[Photo object pointing records]
■ ■ ■
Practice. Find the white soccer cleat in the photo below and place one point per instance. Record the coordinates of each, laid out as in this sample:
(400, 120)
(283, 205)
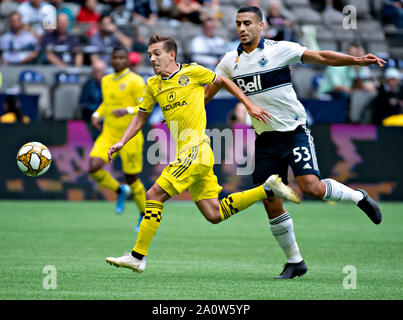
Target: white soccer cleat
(128, 261)
(280, 190)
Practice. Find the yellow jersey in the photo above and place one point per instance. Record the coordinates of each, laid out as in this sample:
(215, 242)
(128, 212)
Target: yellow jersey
(119, 91)
(181, 99)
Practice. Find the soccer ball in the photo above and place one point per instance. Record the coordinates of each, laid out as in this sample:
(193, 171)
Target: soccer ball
(34, 159)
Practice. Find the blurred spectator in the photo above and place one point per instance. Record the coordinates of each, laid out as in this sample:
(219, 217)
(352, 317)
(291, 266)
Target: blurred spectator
(340, 81)
(320, 5)
(389, 100)
(392, 12)
(18, 46)
(135, 59)
(108, 37)
(88, 12)
(118, 12)
(91, 93)
(60, 47)
(280, 28)
(190, 10)
(62, 8)
(145, 12)
(212, 8)
(139, 43)
(207, 48)
(34, 14)
(167, 9)
(13, 112)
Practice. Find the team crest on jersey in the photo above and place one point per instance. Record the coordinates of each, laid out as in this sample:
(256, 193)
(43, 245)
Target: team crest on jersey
(171, 96)
(183, 81)
(263, 61)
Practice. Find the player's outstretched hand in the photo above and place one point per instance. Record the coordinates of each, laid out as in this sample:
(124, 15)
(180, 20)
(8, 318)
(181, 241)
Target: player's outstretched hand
(259, 113)
(369, 59)
(119, 112)
(96, 122)
(115, 148)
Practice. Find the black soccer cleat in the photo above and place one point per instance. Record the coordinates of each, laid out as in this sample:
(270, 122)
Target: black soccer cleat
(369, 206)
(292, 270)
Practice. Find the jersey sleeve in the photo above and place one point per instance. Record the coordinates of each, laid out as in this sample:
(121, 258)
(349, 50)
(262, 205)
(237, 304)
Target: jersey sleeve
(290, 52)
(203, 75)
(148, 102)
(223, 68)
(138, 90)
(101, 110)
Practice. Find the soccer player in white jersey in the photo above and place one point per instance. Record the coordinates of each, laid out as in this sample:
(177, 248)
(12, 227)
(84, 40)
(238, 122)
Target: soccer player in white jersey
(261, 69)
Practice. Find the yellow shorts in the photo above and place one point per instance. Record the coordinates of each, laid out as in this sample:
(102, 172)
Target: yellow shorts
■ ■ ■
■ EXERCISE DIRECTIONS
Copy only the stretch running from the line containing "Practice. Find the soccer ball" to the final line of the entries, both ends included, exactly as it stands.

■ PROBLEM SOLUTION
Practice. Find the soccer ball in the photo above and place one point per instance. Record the coordinates of each, laid out as in this sample:
(193, 171)
Target: soccer ball
(34, 159)
Practice. Find the blurred spectator in the photo above and place one point per instance. Record the coordinates of each, laid out as in this sample:
(219, 217)
(352, 317)
(291, 266)
Target: blurred spectator
(340, 81)
(320, 5)
(389, 100)
(392, 12)
(18, 46)
(135, 59)
(108, 37)
(88, 12)
(118, 12)
(91, 93)
(60, 47)
(280, 28)
(190, 10)
(62, 8)
(145, 12)
(212, 8)
(139, 43)
(207, 48)
(34, 14)
(167, 9)
(13, 112)
Practice. Find the team crest on jersey in the photo above and place one point per instance. Record the coordinates of each, laid out as in this sample:
(256, 193)
(43, 245)
Target: team crest on jersey
(171, 96)
(183, 81)
(263, 61)
Practice. Find the player's outstretched hand in the photo above and place one point per instance. Record the coordinates of each, laid out as in this sample:
(124, 15)
(180, 20)
(8, 318)
(181, 241)
Target: player's outstretched hand
(259, 113)
(369, 59)
(119, 112)
(96, 122)
(115, 148)
Practice. Find the black soccer cleat in the photo above and place one point per instance. Record the coordinates of each, laid out as in this sample:
(270, 122)
Target: black soccer cleat
(369, 206)
(292, 270)
Practice. Find the jersey sleeve in the photo above and place one point per instance. Record the coordinates of each, laid out as in this sample:
(121, 258)
(349, 50)
(262, 205)
(237, 304)
Target: jersey sleeve
(290, 52)
(203, 75)
(148, 102)
(223, 68)
(138, 90)
(101, 110)
Practice. Find the soccer player in white jersey in the photo above and place one point per instance. Record the coordinates of each, laid out as in this sample:
(177, 248)
(12, 227)
(84, 40)
(238, 122)
Target: soccer player in white jersey
(261, 69)
Practice. Find the yellow shorts in the photo above and place one point per instance. Record the coordinates of each, laid out as in this sample:
(102, 172)
Target: yellow shorts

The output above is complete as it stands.